Some records
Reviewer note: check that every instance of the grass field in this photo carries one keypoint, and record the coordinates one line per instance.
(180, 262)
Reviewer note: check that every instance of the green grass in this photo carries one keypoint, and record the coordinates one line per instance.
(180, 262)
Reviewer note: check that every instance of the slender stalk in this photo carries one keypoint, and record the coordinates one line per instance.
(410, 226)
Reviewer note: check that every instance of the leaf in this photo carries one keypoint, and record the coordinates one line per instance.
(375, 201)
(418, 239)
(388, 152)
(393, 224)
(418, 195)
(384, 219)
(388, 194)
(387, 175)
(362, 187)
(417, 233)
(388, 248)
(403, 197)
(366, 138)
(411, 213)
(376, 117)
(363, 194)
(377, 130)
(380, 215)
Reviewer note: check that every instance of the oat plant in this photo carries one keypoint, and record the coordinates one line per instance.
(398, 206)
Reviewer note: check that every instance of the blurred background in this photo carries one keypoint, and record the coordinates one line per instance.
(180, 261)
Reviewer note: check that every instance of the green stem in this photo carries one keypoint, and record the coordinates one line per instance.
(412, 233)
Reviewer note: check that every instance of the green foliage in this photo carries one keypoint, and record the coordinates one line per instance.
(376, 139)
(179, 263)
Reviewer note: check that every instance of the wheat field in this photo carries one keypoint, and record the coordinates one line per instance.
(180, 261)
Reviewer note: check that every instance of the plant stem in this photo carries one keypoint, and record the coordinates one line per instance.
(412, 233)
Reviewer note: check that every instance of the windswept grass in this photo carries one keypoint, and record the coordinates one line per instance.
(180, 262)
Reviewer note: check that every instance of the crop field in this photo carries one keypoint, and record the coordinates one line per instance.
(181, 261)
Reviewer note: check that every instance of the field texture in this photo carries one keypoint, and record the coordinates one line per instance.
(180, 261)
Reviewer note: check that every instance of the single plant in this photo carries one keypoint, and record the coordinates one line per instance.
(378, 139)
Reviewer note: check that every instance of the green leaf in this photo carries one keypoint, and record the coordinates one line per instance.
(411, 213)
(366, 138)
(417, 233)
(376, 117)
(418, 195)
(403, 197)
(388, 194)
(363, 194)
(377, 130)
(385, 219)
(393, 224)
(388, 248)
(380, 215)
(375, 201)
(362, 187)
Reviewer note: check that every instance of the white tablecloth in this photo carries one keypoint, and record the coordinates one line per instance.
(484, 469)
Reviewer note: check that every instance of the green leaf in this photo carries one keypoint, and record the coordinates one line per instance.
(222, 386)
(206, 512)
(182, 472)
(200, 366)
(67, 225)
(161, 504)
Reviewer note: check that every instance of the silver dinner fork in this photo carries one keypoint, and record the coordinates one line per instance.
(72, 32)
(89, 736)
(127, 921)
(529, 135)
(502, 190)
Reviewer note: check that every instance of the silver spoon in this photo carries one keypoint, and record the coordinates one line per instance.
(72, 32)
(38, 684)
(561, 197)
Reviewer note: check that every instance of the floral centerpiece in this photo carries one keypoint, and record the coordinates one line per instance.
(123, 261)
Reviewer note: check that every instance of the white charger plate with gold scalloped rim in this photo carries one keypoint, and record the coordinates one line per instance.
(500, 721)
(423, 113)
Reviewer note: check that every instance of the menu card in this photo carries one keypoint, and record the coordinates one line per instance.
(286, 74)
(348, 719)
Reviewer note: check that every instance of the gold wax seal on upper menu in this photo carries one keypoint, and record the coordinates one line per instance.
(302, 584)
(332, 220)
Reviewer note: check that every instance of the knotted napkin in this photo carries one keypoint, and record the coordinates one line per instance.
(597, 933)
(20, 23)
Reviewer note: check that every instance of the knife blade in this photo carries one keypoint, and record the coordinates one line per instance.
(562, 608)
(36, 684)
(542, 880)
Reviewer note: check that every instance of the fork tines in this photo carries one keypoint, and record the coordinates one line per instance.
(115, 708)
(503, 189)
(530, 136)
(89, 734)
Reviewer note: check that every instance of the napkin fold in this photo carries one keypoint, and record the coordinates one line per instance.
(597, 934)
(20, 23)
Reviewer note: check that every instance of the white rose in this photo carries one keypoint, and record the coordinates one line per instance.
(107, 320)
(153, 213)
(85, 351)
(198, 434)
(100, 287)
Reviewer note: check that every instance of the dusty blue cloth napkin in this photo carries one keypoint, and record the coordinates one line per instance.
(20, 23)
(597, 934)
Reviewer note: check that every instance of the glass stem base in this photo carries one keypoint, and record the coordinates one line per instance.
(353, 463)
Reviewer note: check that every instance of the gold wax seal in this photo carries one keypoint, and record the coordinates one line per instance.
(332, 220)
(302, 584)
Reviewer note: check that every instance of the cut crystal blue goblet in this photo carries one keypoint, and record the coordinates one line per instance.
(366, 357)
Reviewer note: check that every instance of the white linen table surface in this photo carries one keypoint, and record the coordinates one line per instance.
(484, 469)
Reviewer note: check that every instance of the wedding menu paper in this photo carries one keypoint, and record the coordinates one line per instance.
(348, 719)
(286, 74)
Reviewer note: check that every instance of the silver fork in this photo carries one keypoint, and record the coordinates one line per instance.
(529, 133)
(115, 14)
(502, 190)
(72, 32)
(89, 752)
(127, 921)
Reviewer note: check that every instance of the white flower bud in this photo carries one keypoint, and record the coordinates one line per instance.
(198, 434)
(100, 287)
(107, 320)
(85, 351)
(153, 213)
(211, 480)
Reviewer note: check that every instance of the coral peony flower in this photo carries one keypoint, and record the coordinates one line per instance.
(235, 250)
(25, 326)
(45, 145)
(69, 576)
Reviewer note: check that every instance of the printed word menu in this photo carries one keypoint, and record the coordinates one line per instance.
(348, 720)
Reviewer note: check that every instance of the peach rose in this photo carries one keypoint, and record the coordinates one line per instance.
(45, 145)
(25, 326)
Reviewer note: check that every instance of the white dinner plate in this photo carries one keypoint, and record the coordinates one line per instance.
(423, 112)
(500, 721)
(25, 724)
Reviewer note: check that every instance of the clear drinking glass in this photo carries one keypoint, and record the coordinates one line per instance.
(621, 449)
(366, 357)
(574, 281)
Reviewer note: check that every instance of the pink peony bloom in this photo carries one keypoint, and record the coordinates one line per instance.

* AIM *
All of the entries should be written out again exactly.

* EXPECTED ANSWER *
Reviewer note: check that every instance of the grass field in this photo carries one keypoint, and record the coordinates one line per instance.
(180, 262)
Reviewer note: check that every instance of the green grass in this photo carries one keypoint, and record the coordinates one line per instance.
(180, 262)
Reviewer note: check that every instance of the slender stalk in this photo carries one keypoint, and record the coordinates one line per instance.
(410, 226)
Reviewer note: check that every instance of the leaf in this photo carries one keypoint, and record the coordinates one line per instance.
(375, 201)
(418, 239)
(388, 152)
(393, 224)
(418, 195)
(384, 219)
(388, 194)
(387, 175)
(362, 187)
(417, 233)
(388, 248)
(403, 197)
(366, 138)
(411, 213)
(376, 117)
(363, 194)
(377, 130)
(380, 215)
Reviewer note: check that every instance of the oat plant in this photo carries one keypoint, and record the coordinates one line per instance.
(398, 206)
Reviewer note: check that every instance of the blurred background in this photo carries one keypoint, and record the coordinates one line per instance.
(180, 261)
Reviewer note: check that every instance of the green stem in this photo carries one keypoint, and record the coordinates one line per instance.
(412, 233)
Reviewer note: check that every instance of the green foliage in this photo carries one keypoint, and record the coordinates one line per instance.
(376, 139)
(179, 263)
Reviewer note: check that every instance of the wheat field in this photo carries one keypoint, and record the coordinates one line per instance.
(180, 261)
Reviewer note: check that every instance of the plant stem in this photo carries one keypoint, and record the coordinates one line per instance.
(412, 233)
Reviewer note: check that every instance of the windswept grass in this photo carries one keypoint, and record the coordinates one line per instance.
(180, 262)
Reviewer note: check that every instance of the crop field in this photo carries one keypoint, and record the coordinates one line per instance.
(181, 261)
Reviewer note: check that every instance of the field texture in this photo carries one keypoint, and record the coordinates one line per instance.
(180, 261)
Reviewer note: check that every instance of the single plant in this photo carries one keypoint, and record the coordinates one line per instance.
(378, 139)
Reviewer note: check that every instance of the green leaf in this photo carries one keypoint, and record the coordinates one line per instance.
(411, 213)
(366, 138)
(417, 233)
(376, 117)
(418, 195)
(403, 197)
(388, 194)
(363, 194)
(377, 130)
(385, 219)
(393, 224)
(388, 248)
(380, 215)
(375, 201)
(362, 187)
Reviewer note: check that every instance of the white tablecloth in this photo carries one keypoint, and record the coordinates one line per instance.
(484, 469)
Reviewer note: check that every instance of the green leaf in this photo carries one keypoint, and record the coordinates one line per instance.
(222, 386)
(206, 512)
(182, 472)
(200, 366)
(67, 225)
(161, 504)
Reviewer note: check that every instance of the silver dinner fork in this photo carries one keypoint, and record the coordinates one line per instance.
(72, 32)
(89, 736)
(127, 921)
(529, 135)
(502, 190)
Reviewer note: check that every instance of the silver spoon in this photo carries one keypoint, and record the coordinates one line per instance.
(72, 32)
(38, 684)
(561, 197)
Reviewer note: check that every instance of the floral centerpiece in this photo carries one keypoint, and record the coordinates one line per instance.
(123, 261)
Reviewer note: check that every instance of the white charger plate with gold scalloped rim in this photo carries one keypoint, and record the coordinates one line per instance.
(500, 721)
(423, 113)
Reviewer note: check that every instance of the menu card in this photo carries one keypoint, and record the coordinates one line per instance.
(286, 74)
(348, 719)
Reviewer note: check that every instance of the gold wax seal on upper menu in this photo carries one keypoint, and record the coordinates one line per instance.
(302, 584)
(332, 220)
Reviewer note: check that every instance of the knotted napkin in this photo carries one keypoint, and record the coordinates one line per instance.
(597, 933)
(20, 23)
Reviewer note: check that every instance of the knife blade in this photo carries one keypoint, and record the coordinates one line per instance.
(562, 608)
(36, 684)
(542, 880)
Reviewer note: check that every instance of the fork tines in this photo carries one keypoint, and record the coordinates one line per instance.
(115, 708)
(503, 189)
(530, 136)
(89, 734)
Reviewer note: check that every instance of the napkin fold in this photo carries one keypoint, and record the coordinates one line per instance.
(597, 934)
(20, 23)
Reviewer note: check that every instance of the white rose in this photo carries one keypoint, and record the coordinates one line per instance.
(107, 320)
(153, 213)
(85, 351)
(198, 434)
(100, 287)
Reviewer note: check that every instance of the dusty blue cloth napkin in this photo carries one keypoint, and record the coordinates one line per instance.
(20, 23)
(597, 934)
Reviewer note: check that every instance of the glass stem base in this photo carries one keypoint, and record the coordinates one line per instance.
(353, 463)
Reviewer note: check that every instance of the gold wax seal in this photo carries one keypoint, and record the coordinates one line per instance.
(332, 220)
(302, 584)
Reviewer note: check that every instance of the cut crystal blue goblet in this photo carries one keypoint, and record the coordinates one line per instance.
(366, 357)
Reviewer note: check that every instance of the white linen table surface in this photo carries one keypoint, and record the coordinates one line per instance.
(484, 469)
Reviewer note: check that every instance of the wedding menu paper in this photo carries one keypoint, and record the coordinates one line per instance.
(348, 719)
(286, 74)
Reviewer note: check that every instance of the silver fork in this photo carries one keypoint, and record the coordinates one line per instance.
(529, 133)
(115, 14)
(502, 190)
(72, 32)
(89, 752)
(127, 921)
Reviewer note: check that every instance of the white flower bud in this photo carries one keypoint, and record the coordinates one line per instance.
(198, 434)
(100, 287)
(107, 320)
(85, 351)
(153, 213)
(211, 480)
Reviewer note: check that every instance of the coral peony flower in this photo carries one keypoint, and record the coordinates one line per instance.
(235, 250)
(25, 326)
(45, 145)
(69, 576)
Reviewer note: check that every instance of the printed word menu in this photo carries one keypoint, and record the coordinates one line per instance.
(348, 720)
Reviewer note: check that every instance of the peach rose in this photo carries one keypoint, and record the coordinates one line per instance.
(45, 145)
(25, 326)
Reviewer note: check that every instance of the white dinner plate in this photo carries one keypoint, and record the coordinates one line per instance.
(423, 112)
(500, 721)
(25, 724)
Reviewer note: check that every instance of the clear drinking glass in this photo carries one keypoint, and record the coordinates one line per instance.
(621, 449)
(366, 357)
(574, 281)
Reviewer note: check that every instance of the pink peony bloom in this photo carries one keypoint, and record the coordinates one line per instance.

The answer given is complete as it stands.